WHAT THE TASK ASKS - Rewrite the records with every "whole-number pixels" changed to "integer pixel values" and nothing else altered, and leave the pictures out of your answer.

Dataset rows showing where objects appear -
########################################

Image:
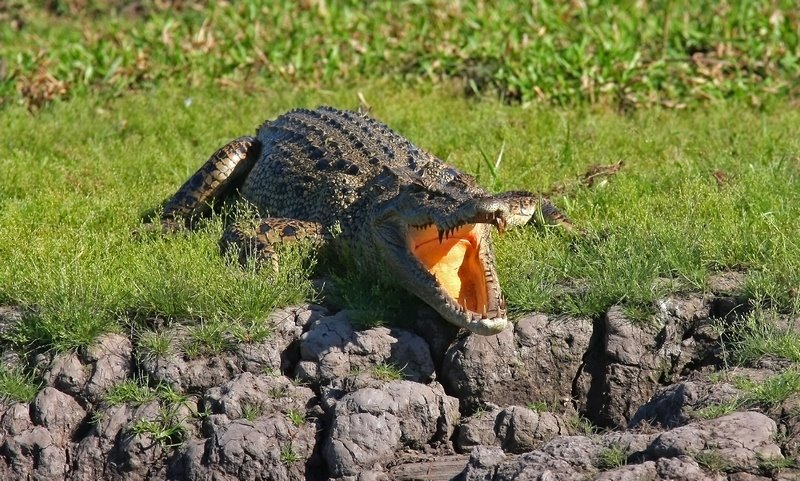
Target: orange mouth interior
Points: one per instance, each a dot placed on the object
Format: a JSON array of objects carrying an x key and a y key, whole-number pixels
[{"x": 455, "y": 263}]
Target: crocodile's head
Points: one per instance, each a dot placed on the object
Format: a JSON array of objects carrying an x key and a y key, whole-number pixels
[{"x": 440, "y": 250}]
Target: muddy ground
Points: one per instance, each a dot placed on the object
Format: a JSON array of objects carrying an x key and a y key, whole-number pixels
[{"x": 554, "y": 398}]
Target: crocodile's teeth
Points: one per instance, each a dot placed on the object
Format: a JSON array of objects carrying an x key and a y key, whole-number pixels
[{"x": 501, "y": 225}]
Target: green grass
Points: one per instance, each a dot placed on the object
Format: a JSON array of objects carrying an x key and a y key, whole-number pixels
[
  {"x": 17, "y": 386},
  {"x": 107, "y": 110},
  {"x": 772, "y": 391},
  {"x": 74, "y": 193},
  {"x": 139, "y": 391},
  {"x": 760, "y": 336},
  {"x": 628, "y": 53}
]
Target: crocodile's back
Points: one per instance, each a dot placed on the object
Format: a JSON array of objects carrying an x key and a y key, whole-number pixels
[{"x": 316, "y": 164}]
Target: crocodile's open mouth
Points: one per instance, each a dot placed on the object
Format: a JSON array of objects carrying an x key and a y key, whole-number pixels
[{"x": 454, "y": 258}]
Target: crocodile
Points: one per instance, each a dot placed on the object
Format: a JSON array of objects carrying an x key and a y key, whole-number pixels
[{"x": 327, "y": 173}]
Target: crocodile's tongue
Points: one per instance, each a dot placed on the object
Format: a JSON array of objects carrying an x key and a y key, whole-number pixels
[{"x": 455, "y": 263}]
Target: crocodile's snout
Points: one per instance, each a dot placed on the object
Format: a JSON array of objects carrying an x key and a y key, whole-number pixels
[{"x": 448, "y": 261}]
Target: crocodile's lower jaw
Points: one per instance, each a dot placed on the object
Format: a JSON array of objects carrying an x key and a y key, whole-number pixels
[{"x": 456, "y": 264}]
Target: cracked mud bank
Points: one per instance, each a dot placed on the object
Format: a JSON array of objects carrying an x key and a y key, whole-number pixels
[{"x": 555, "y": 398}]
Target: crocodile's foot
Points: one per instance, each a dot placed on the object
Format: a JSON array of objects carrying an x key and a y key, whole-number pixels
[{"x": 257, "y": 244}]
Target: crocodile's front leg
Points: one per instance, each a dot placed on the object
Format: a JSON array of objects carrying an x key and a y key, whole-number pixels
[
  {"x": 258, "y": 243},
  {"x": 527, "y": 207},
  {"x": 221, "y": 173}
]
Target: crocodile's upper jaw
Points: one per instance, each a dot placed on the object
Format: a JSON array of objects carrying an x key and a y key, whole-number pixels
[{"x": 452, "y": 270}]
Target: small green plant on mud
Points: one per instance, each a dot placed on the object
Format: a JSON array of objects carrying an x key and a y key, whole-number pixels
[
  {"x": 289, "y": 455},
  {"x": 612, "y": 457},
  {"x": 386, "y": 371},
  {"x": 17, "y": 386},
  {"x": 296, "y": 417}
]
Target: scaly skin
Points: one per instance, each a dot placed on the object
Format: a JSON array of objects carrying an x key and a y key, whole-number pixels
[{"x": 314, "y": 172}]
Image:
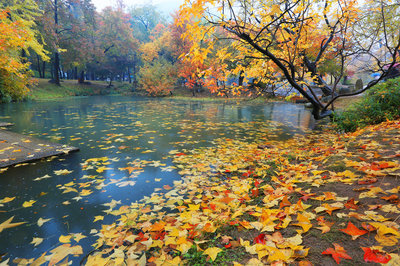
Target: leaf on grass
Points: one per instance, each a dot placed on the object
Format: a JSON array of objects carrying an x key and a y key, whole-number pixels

########################################

FULL OUTPUT -
Image:
Target: orange mouth interior
Points: one per instance, each a dot placed on the object
Format: a JSON array of objects carrying an x key and a y key, integer pixel values
[{"x": 455, "y": 263}]
Target: crocodile's head
Points: one per instance, each a dot placed on the object
Format: a JSON array of objects carrying an x key and a y key, integer pixel values
[{"x": 440, "y": 250}]
Target: muddy ground
Points: one per instance, each a dot placed on the object
Format: a JSON array of objects carrying an x key and a y key, integer pixel values
[{"x": 554, "y": 398}]
Target: crocodile's teeth
Points: one per instance, each a dot placed on the object
Format: a JSON array of objects carrying an x key and a y key, integer pixel values
[{"x": 501, "y": 225}]
Target: green grass
Points: one per instance, each a dot placed on the object
Format: a JSON array of objects carrying an x key and a y key, integer pixel values
[
  {"x": 17, "y": 386},
  {"x": 107, "y": 110},
  {"x": 772, "y": 391},
  {"x": 74, "y": 193},
  {"x": 139, "y": 391},
  {"x": 760, "y": 336},
  {"x": 628, "y": 53}
]
Target: crocodile's back
Points: one per instance, each a dot placed on the object
Format: a JSON array of objects carrying an x key and a y key, integer pixel values
[{"x": 316, "y": 164}]
Target: crocodile's open mouth
Points: one per instance, each a dot placed on the object
Format: a JSON array of objects carrying an x key and a y key, integer pixel values
[{"x": 454, "y": 258}]
Target: crocodile
Points: one per instance, each a dot placed on the object
Format: a JSON array of objects carrying an x key and a y key, integer pixel values
[{"x": 327, "y": 173}]
Target: crocodile's tongue
Points: one per instance, each a dot placed on the object
Format: a JSON array of objects carrying an x key and a y key, integer pixel values
[{"x": 455, "y": 263}]
Target: crocodile's snout
Points: one per instance, each a dot placed on the object
Format: a JSON array of objects carrying an x key and a y key, integer pixel values
[{"x": 448, "y": 261}]
Target: crocodile's lower jaw
Points: one per instance, each a dot placed on the object
Format: a JSON array of objects carrying an x key and a y key, integer pixel values
[{"x": 456, "y": 264}]
Target: cracked mud bank
Points: one per instance, each a dot placed on the object
Format: a JSON array of objects carrying an x key and a y key, integer pixel values
[{"x": 555, "y": 398}]
Target: crocodile's foot
Points: one per instance, each a dot placed on the object
Format: a JSON array of objects carrying an x key and a y key, integer pixel values
[{"x": 257, "y": 244}]
Target: crocodile's front leg
Points: one per instance, each a dot placed on the object
Format: a JSON array of objects carrying an x key and a y key, integer pixel values
[
  {"x": 258, "y": 243},
  {"x": 527, "y": 207},
  {"x": 221, "y": 173}
]
Target: crocodile's upper jaw
Points: one per instance, each a dot placed on the object
Format: a JSON array of objects carrying an x key and a y key, integer pixel values
[{"x": 452, "y": 270}]
Target: small green plant on mud
Points: one per instance, each a dot placed on the object
Format: a JSON array of objects carrying an x key and a y key, integer pixel values
[
  {"x": 289, "y": 455},
  {"x": 612, "y": 457},
  {"x": 386, "y": 371},
  {"x": 17, "y": 386},
  {"x": 296, "y": 417}
]
Target: scaly skin
Points: one per instance, each a dot placed on the object
Format: a JSON array of objects carrying an x key and a y key, integer pixel values
[{"x": 314, "y": 172}]
Image:
Target: leaf on grass
Points: one per instance, each a dot placed on the object
Format: a JSON array of objects carrying an x key and a y key, integer pixel values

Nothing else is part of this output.